**Work instructions**
Please copy out each line of the listing below that contains the string "evenodd".
========
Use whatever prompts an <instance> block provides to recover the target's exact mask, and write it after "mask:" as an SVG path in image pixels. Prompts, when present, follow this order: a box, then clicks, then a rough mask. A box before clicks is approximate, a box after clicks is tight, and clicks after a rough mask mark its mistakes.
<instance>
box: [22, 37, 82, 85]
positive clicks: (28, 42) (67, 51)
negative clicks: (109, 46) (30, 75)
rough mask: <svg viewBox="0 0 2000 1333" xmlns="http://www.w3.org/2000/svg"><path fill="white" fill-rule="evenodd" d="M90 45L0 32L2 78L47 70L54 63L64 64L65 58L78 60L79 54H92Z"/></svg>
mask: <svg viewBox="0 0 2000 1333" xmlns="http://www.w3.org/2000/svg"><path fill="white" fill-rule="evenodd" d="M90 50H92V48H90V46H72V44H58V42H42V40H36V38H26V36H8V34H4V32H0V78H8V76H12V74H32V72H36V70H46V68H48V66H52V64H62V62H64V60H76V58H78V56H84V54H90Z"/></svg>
========
**Task result**
rough mask: <svg viewBox="0 0 2000 1333" xmlns="http://www.w3.org/2000/svg"><path fill="white" fill-rule="evenodd" d="M90 45L0 32L2 78L47 70L54 63L64 64L65 58L78 60L79 54H92Z"/></svg>
mask: <svg viewBox="0 0 2000 1333" xmlns="http://www.w3.org/2000/svg"><path fill="white" fill-rule="evenodd" d="M90 50H92V48H90V46H72V44H58V42H42V40H36V38H26V36H8V34H4V32H0V78H8V76H12V74H32V72H36V70H46V68H48V66H52V64H62V62H64V60H76V58H78V56H84V54H90Z"/></svg>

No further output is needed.